** start of Given records **

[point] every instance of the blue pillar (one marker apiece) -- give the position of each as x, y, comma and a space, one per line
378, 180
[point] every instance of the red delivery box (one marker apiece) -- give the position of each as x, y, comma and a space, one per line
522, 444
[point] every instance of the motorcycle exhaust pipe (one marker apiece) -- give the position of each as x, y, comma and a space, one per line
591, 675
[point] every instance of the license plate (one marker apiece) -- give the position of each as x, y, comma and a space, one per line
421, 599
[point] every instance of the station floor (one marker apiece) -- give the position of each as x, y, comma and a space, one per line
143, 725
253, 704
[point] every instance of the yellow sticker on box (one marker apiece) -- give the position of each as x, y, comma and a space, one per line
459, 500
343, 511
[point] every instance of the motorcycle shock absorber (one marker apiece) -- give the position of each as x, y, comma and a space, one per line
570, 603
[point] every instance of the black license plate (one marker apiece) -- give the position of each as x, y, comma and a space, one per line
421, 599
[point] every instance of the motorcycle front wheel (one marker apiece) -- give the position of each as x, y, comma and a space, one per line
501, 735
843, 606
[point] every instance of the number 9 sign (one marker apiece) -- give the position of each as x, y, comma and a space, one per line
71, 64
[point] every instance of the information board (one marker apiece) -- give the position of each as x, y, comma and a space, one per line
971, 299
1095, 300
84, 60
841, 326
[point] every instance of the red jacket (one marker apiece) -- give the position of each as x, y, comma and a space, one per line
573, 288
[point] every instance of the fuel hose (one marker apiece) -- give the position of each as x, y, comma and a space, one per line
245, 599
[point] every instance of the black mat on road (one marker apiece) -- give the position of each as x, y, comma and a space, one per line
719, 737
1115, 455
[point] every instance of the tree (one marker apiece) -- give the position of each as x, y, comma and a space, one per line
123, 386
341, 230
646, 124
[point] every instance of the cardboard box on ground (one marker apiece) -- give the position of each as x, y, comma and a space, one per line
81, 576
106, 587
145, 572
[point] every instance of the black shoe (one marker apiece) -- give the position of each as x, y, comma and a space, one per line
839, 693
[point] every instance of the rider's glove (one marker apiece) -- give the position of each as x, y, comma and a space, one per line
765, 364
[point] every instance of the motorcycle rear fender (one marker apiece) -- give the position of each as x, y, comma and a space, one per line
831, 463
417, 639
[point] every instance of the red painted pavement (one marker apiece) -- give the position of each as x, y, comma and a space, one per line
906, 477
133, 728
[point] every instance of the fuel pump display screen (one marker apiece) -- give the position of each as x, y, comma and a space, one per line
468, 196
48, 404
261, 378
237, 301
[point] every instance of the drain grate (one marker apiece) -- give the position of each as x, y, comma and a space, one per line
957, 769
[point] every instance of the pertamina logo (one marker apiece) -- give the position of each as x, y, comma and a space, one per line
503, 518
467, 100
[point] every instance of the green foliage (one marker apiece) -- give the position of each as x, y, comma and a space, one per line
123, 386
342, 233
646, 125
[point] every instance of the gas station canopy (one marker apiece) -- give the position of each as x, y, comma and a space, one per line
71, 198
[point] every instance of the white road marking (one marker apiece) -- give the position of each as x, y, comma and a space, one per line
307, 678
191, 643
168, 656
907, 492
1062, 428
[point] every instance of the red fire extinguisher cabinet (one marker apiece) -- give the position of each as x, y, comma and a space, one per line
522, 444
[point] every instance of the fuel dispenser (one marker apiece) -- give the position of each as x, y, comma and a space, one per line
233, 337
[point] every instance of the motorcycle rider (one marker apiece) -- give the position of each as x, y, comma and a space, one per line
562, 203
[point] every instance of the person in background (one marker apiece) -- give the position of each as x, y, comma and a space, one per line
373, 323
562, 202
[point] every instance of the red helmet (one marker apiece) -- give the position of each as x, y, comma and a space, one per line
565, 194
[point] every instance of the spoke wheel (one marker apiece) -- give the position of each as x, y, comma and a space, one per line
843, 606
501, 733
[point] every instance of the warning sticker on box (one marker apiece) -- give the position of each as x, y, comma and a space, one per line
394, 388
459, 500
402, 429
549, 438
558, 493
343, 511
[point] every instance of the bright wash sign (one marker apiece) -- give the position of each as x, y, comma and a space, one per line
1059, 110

** end of Given records **

Can you reproduce all of the material above line by line, without changing a single character?

[point] every instance of the blue pillar (one marker apiece) -- give the position of each as x, y, comma and a space, one per line
378, 180
[point] every instance of the red delivery box (one marker apiece) -- give the position of each as x, y, comma and a space, one per line
522, 444
[point] every instance of the motorcycle exhaust pipe (one marker apiece) -- give the position of each as x, y, comma and a space, one per line
591, 675
[point] every instance of the license plate (one marker apiece) -- give the position of each as x, y, comma and a space, one per line
421, 599
[point] every instance of the station floor (one marker apiece) -- give the position of each as x, y, comma and a space, one per line
143, 725
253, 704
[point] every instance of the yellow sticker on box (one marker apiece) -- give the position of each as x, y, comma and a space, one per line
459, 500
343, 511
[point] every instance of the motorcycle shock absorber (one marker apiece) -- give the position of each as x, y, comma and a space, one per line
570, 603
[point] every instance of the black license plate (one marker apiece) -- give the position of each as x, y, comma and a space, one per line
421, 599
[point] every instance of the motorcycle front wheel (one marker apiece) -- give the position of each as x, y, comma and a space, one per line
501, 735
843, 606
[point] every instance of the number 9 sign (one marker apiece) -- give the position of each as x, y, comma and a space, one per line
71, 64
[point] every instance of the information board (one marker apiece) -- give the position of each as x, y, comma and a space, one per line
971, 299
1095, 300
84, 60
841, 326
[point] every instance of the red jacket (one marker apiece) -- give the position of each as x, y, comma and a space, one per line
573, 288
[point] every instance of the fuel hose (one marker apiece) -- give the position of each as x, y, comma and a space, one per line
245, 599
[point] every instance of the black mat on road (one marker apiece) -- give the position of each as x, y, comma and a space, one per line
719, 737
1115, 455
[point] every instance of the tree (one marker apiece) -- give the position of each as x, y, comma and a space, one per line
123, 386
341, 230
646, 124
[point] every instance of the cardboard box on ground (one marker apiece) -- give the position of each as x, y, comma and a space, one per line
81, 576
106, 587
145, 572
[point] every instance of the black shoe (one marker apiece) -- give the position of each as x, y, comma and a space, one per line
839, 693
[point] every instance of the rider's glove (one marker apiece) -- give the position of each as x, y, comma and a space, one per line
765, 364
[point] every instance of the motorcycle rear fender (one marker apiece) -- give the position of each as x, y, comma and a space, one per line
831, 463
417, 639
[point] every instance of the red painted pavement (one marker apiece) -- give the position of each as x, y, comma and a space, one per line
906, 477
133, 728
[point] every instance of the fuel pump display screen (one marker apiece) -- give the position of each as x, y, comma and a space, one per line
468, 196
48, 404
261, 378
237, 301
[point] every instance of the drain grate (one marker apiece) -- give the position of each as x, y, comma and a space, one per line
957, 769
[point] every instance of the pertamina logo (one marker apiece) -- give the position of each as x, y, comma and a space, one per line
503, 518
467, 100
[point] every instance of the green foliage (one marker apiece) -- give the position of each as x, y, comma and a space, one per line
123, 386
342, 233
646, 125
[point] every instance of the gas station canopy (one marker apiece) -- give the position of each as x, y, comma and a space, one per line
71, 198
[point] every instance of the white road marking (one marker apiece) -- give the position of each as x, y, comma and a space, one per line
307, 678
191, 643
168, 656
907, 492
1062, 428
[point] every instance of the red fire extinguisher cabinet (one marker apiece) -- give the position of each as x, y, comma and a space, one per line
522, 444
[point] every instance of the fuel dispenser (one marker apiece) -- give the position of each as x, y, comma and a space, one per line
233, 337
[point] every instance of the motorcycle rider (one marker apiece) -- give the position of each as x, y, comma and a space, one per line
562, 203
[point] every instance of the person in background (one marker apiece) -- give the position of each as x, y, comma and a space, one per line
373, 323
562, 202
[point] every instance of the red helmet (one marker apiece) -- give the position of each as x, y, comma and a space, one per line
565, 194
[point] every instance of the spoke wheel (one marker apiece) -- give the position of each as x, y, comma and a space, one per line
843, 606
501, 733
[point] every instance of the warning sticker on box (one marker apiece) -- give the position of each as x, y, comma and a space, one per line
394, 388
459, 500
402, 429
549, 438
558, 493
343, 511
[point] every instance of the bright wash sign (one marker apiece) -- give the position of each as x, y, comma and a space, one per line
1059, 110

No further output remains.